__Trecho citado__:
════

Hoje, blogagens, fóruns e uma série de manifestações individuais ou coletivas, sociais ou artisticas, declaram repúdio à violência contra mulher. Minha posição é simples, lógica e um tanto previsível: datas simbólicas devem existir como incentivo a uma luta constante e fortificada nos nossos dias, ainda que os focos na data sejam, sem dúvida, representações importantes para chacoalhar alguns temas necessários e muitas vezes esquecidos. E é por isso que me sinto a vontade e ao mesmo tempo na responsabilidade de exercer meu papel aqui em minha página pessoal, de não apenas como mulher, mas como cidadã.
Fui presenteada, propositalmente hoje, com o livro “Mulheres”, de Eduardo Galeano. Não bastasse a minha satisfação em receber o singelo gesto, foi uma surpresa também: é a segunda vez que ganho o mesmo livro. Coincidência? Não acredito tanto nela. Em menos de 5 meses, recebi duas vezes a mesma obra. E não é para menos que, ao folhear as páginas, a cada verso, palavra e descrição, me perpetuo em tantas linhas como bálsamo para algumas dores.
Páginas aliviantes.

════

__Dados fornecidos__:
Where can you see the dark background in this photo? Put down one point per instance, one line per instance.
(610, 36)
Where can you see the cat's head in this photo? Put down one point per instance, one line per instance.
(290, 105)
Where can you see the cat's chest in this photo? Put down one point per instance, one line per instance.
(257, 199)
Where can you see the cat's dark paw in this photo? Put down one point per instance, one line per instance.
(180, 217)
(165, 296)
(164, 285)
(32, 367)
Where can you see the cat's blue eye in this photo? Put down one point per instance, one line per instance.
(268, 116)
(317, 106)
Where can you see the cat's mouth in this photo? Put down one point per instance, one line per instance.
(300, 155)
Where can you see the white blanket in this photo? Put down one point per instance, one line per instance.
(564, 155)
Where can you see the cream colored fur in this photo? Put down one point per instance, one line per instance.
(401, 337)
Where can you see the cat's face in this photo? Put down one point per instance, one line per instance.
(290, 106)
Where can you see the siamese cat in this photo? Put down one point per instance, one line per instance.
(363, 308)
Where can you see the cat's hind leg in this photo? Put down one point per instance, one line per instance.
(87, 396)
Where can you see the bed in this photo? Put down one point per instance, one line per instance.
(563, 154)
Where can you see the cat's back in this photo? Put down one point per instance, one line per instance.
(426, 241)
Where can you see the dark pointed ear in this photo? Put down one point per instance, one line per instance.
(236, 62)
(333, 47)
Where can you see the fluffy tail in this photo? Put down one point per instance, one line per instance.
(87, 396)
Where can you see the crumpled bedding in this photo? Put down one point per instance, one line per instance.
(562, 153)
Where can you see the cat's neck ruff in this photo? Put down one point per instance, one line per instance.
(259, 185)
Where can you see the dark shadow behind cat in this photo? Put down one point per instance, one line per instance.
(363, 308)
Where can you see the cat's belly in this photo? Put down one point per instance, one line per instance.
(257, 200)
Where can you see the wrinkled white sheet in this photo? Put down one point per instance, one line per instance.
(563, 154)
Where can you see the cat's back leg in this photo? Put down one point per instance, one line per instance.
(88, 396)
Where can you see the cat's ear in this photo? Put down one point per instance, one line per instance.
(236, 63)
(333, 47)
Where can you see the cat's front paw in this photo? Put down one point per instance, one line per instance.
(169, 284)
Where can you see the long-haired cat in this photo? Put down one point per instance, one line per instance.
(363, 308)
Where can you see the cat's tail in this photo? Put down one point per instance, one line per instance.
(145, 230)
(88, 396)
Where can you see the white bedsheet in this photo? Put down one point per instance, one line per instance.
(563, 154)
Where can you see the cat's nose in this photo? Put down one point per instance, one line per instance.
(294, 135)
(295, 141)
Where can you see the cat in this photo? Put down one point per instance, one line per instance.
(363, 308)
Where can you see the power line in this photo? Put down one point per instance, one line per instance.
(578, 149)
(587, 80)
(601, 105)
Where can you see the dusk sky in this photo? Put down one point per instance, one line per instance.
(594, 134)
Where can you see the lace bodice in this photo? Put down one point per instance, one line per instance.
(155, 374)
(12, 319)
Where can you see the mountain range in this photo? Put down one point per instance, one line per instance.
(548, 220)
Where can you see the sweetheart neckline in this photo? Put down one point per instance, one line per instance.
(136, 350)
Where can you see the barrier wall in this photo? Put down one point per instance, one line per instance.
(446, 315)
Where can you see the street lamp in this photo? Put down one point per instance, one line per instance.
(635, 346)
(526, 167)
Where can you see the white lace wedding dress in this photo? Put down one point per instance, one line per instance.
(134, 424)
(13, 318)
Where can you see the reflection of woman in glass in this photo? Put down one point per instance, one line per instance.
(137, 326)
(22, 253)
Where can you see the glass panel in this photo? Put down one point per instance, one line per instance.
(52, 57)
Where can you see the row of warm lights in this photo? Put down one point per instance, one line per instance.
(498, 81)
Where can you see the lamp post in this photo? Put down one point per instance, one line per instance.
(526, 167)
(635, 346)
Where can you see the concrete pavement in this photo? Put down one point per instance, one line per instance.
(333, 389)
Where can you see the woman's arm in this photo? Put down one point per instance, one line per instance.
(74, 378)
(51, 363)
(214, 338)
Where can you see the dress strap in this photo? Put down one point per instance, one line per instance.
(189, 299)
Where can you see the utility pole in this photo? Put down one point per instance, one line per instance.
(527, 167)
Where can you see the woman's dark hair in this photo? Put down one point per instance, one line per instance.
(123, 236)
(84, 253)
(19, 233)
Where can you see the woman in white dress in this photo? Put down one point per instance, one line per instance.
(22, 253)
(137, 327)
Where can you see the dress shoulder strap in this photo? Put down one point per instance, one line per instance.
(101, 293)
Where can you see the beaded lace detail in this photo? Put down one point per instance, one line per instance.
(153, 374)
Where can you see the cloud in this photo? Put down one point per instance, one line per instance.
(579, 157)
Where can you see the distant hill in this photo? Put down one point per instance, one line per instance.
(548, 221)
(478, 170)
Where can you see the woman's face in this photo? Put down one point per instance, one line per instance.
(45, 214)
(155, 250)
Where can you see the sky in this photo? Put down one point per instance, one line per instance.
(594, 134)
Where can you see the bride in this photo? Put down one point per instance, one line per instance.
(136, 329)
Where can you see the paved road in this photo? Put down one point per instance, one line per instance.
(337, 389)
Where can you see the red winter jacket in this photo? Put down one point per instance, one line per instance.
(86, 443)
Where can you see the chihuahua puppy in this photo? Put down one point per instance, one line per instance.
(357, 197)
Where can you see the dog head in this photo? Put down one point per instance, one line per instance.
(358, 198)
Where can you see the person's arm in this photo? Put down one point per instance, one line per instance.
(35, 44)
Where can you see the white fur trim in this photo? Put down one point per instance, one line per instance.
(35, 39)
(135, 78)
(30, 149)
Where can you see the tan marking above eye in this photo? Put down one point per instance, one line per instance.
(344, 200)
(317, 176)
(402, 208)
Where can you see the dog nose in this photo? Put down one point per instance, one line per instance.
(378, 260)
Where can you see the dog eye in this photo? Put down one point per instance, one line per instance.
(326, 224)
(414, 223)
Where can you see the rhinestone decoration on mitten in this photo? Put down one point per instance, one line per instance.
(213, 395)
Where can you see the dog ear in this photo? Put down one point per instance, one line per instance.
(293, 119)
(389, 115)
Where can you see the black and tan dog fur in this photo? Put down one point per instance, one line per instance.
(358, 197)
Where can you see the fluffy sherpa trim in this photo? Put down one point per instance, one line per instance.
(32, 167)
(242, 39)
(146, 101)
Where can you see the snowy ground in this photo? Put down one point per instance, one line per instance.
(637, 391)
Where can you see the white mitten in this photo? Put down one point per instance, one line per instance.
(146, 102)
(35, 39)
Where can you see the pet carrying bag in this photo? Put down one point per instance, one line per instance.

════

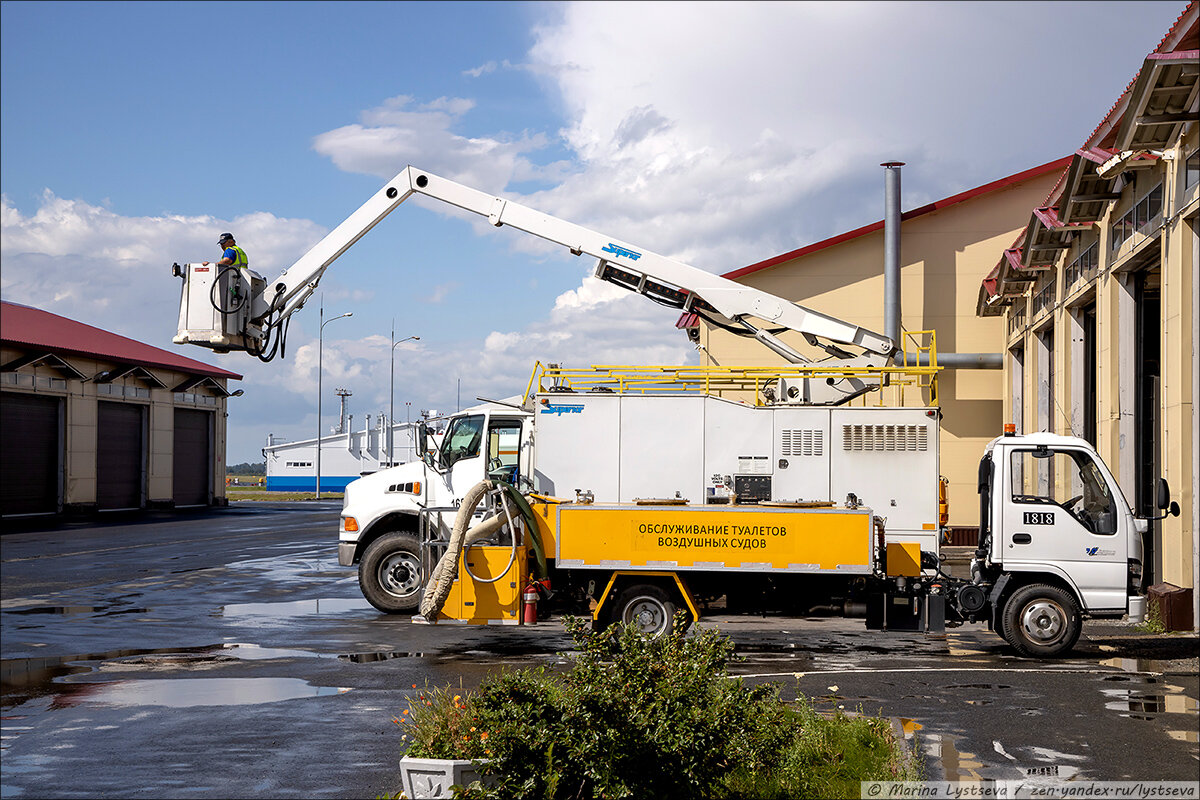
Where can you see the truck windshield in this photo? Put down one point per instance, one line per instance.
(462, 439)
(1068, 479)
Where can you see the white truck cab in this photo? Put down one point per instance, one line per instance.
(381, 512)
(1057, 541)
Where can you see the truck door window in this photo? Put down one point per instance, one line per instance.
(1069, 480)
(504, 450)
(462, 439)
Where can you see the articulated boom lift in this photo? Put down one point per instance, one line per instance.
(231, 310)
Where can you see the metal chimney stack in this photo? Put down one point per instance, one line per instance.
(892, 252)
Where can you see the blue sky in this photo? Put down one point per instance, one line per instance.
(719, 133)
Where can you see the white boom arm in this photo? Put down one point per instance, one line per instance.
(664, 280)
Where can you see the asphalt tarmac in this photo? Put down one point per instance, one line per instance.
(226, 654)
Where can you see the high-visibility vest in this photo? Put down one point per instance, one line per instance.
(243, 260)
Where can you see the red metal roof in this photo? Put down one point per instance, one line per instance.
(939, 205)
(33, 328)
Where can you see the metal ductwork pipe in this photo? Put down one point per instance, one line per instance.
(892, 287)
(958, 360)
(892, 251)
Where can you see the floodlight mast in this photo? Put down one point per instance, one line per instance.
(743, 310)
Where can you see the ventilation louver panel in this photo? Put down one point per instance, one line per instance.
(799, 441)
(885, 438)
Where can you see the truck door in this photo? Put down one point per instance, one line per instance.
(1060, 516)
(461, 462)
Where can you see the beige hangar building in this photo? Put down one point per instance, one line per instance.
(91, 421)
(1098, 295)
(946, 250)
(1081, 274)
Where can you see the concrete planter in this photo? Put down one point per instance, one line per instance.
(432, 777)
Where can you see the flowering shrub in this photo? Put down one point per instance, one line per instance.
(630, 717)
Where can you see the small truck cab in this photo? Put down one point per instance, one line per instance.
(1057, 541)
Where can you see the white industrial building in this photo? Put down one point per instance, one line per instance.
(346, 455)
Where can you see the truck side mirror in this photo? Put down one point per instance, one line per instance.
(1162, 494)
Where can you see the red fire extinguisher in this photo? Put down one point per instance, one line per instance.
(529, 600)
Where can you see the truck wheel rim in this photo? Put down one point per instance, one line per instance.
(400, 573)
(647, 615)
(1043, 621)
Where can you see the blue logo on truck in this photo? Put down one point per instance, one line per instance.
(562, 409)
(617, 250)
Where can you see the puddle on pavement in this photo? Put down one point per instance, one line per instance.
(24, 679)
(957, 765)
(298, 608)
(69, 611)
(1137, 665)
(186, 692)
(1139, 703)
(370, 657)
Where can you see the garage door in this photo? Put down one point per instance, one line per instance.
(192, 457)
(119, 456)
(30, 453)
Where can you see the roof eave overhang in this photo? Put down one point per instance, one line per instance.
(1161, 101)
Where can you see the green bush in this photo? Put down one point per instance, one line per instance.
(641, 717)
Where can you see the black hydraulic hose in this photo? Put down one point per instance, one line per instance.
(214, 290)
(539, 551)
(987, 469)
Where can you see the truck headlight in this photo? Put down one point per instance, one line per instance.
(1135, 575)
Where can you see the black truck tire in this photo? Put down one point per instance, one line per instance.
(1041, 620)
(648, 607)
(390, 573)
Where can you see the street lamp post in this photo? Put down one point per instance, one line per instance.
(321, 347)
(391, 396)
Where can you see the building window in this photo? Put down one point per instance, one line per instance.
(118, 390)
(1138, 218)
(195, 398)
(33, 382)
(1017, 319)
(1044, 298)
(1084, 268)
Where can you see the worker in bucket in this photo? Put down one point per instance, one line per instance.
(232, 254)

════

__Instrução da tarefa 1__: No trecho citado, que termos qualificam a posição de quem escreve? Liste todos.
__Instrução da tarefa 2__: Transcreva do trecho citado tudo o que vai de "Fui presenteada, propositalmente" até "Páginas aliviantes.".

__Sua resposta 1__:
- simples
- lógica
- um tanto previsível

__Sua resposta 2__:
Fui presenteada, propositalmente hoje, com o livro “Mulheres”, de Eduardo Galeano. Não bastasse a minha satisfação em receber o singelo gesto, foi uma surpresa também: é a segunda vez que ganho o mesmo livro. Coincidência? Não acredito tanto nela. Em menos de 5 meses, recebi duas vezes a mesma obra. E não é para menos que, ao folhear as páginas, a cada verso, palavra e descrição, me perpetuo em tantas linhas como bálsamo para algumas dores.
Páginas aliviantes.